• **EXERCISE DIRECTIONS**
Write the next part of the news article on the FDA warning letter to Novacyl's API plant in Thailand, starting after its last sentence.

• **GIVEN TEXT**
··········

FDA spanks second Novacyl Asian API plant with warning letter

The FDA has cited a Novacyl active pharmaceutical ingredient (API) manufacturing plant in Thailand with a warning letter after finding some of the same issues there that it had uncovered at the company's facility in China.

The failings were laid out in a warning letter issued Feb. 27 and posted by the FDA today. Among other problems, the letter indicates the plant reprocessed 6 batches of APIs that initially failed specifications, adding in small quantities of passed ingredients, "until you dispensed the entirety of the rejected material" the letter said. It said another API batch had "insoluble black specks (dirt), size 5-10 microns" and was reprocessed and then marked as having met specs.

The inspectors found that the plant had not kept some data documenting quality and weight tests. "Your analyst selectively invalidated data during related substance testing," the letter said. The plant also did not have controls in place to assure that employees were not deleting data of failed tests.

··········

• **RECORDED DATA**
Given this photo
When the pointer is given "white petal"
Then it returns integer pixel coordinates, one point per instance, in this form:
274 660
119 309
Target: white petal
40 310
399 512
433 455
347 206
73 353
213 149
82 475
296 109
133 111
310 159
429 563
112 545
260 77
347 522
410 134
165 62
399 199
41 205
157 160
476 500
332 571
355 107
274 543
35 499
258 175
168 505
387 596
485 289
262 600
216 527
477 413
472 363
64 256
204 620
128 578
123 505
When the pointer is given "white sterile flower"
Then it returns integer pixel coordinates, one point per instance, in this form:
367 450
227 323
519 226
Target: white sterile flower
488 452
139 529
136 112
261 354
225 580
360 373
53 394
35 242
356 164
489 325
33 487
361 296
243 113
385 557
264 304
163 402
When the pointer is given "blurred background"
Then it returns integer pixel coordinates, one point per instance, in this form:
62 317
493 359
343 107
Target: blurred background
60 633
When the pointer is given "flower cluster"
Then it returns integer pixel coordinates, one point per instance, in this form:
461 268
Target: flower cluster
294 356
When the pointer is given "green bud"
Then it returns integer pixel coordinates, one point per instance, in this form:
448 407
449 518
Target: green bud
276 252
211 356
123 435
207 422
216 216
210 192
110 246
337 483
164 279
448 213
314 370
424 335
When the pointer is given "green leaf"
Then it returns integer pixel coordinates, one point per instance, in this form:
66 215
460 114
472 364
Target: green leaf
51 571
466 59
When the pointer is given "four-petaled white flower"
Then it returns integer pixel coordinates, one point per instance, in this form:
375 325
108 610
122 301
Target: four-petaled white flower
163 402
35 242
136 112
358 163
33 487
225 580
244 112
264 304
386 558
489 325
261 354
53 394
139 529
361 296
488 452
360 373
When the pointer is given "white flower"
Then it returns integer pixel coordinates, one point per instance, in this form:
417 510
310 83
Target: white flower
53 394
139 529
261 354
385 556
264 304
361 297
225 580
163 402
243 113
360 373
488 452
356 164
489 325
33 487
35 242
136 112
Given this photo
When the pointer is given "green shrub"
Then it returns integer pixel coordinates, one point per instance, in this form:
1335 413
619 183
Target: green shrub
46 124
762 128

··········

• **EXERCISE RESPONSE**
The letter noted that the issues were similar to those laid out in a December warning letter to the Novacyl Wuxi Pharmaceutical site in Wuxi, Jiangsu, China. In that warning letter, inspectors reported finding failed test results in the trash and testing data that had been overwritten in testing equipment. The agency said the company was also changing integration parameters for an impurities test without documentation or justification.

In the latest letter the FDA told Novacyl it needed to "immediately undertake a comprehensive evaluation of global manufacturing operations of all your facilities to ensure compliance with CGMP expectations."